<<<<

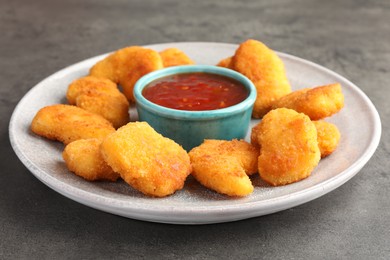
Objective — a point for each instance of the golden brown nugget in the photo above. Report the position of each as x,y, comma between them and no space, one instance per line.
289,148
100,96
317,103
328,137
66,123
266,70
226,63
246,153
174,57
149,162
126,66
83,158
224,166
223,174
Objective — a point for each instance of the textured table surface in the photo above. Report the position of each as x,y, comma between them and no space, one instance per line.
41,37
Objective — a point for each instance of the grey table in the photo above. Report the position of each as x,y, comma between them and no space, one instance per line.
40,37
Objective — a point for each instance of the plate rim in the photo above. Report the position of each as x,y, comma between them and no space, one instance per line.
256,208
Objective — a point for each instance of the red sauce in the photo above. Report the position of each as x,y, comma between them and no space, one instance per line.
195,91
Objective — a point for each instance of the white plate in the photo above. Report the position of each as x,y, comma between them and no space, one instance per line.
358,123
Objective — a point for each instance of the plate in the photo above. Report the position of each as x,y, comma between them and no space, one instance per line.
358,122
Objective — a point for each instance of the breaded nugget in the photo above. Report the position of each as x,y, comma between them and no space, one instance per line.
266,70
289,148
328,137
174,57
67,123
149,162
317,103
126,66
245,152
223,174
100,96
226,63
223,166
83,158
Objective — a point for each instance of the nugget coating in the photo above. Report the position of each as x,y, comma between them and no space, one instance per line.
226,63
289,148
83,158
266,70
174,57
328,136
318,102
149,162
100,96
66,123
223,166
126,66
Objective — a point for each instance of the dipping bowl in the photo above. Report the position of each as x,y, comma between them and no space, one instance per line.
190,128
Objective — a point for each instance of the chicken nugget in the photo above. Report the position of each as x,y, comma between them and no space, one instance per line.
289,147
317,103
223,174
66,123
245,152
328,137
226,63
83,158
149,162
126,66
100,96
174,57
266,70
224,166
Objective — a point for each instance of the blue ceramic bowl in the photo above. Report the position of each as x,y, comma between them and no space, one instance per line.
190,128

>>>>

▸ DIRECTIONS FOR THIS TASK: Please print everything in the material exactly, apart from the pictures.

▸ ANSWER:
Objective — a point for each instance of the golden brown nugget in the photo above. Report the position of each as x,y, comma between them and no space, one instance per line.
289,148
100,96
317,103
328,137
66,123
266,70
226,63
246,153
174,57
149,162
126,66
83,158
224,166
223,174
Objective — a point for each instance of the textured table surface in the photo above. Report the position of each as x,y, comma between them and no space, one instance per line.
41,37
Objective — a point for each instance of the grey table in the photo above. Report the position of each as x,y, comma between them and no space, one instance per line.
40,37
Objective — a point for each instance of the plate rim in the photo above. Report the position of each as x,y, comma between them and no space, one instance per line.
256,208
Objective — a point for each instance of the red sauce in the photo above. Report the position of each as x,y, comma between them and no space, one instance per line.
195,91
Objective — a point for each instance of the white plate in the photo above. Report the position of each as x,y, comma between them and no space, one instance per line.
358,123
Objective — a point for each instance of the plate in the photo above. Report the position of each as x,y, comma between them and no space, one instance per line.
358,122
Objective — a point for each instance of the breaded nugget in the photo above. Report the position of each as x,y, comma between them and no space, one instance per line.
266,70
289,148
328,137
174,57
67,123
149,162
317,103
126,66
245,152
223,174
100,96
226,63
223,166
83,158
Objective — a point for each instance of the nugget coating in the photo above. Report the position of each as x,y, comma between them and no space, one instance per line.
226,63
289,148
83,158
266,70
174,57
328,136
318,102
149,162
100,96
66,123
223,166
126,66
Objective — a point for each instance of the dipping bowl in the photo above. Report the position of each as x,y, comma between them and no space, one instance per line.
190,128
Objective — a point for each instance of the chicken nugget in the photo above. Report the position of each as x,y, comma between them and no space, one instance per line.
289,147
317,103
223,174
66,123
245,152
328,137
226,63
83,158
149,162
126,66
100,96
174,57
266,70
224,166
Objective — a point for each instance of the blue ceramic bowl in the photo above. Report the position of each as x,y, comma between them and no space, one instance per line.
190,128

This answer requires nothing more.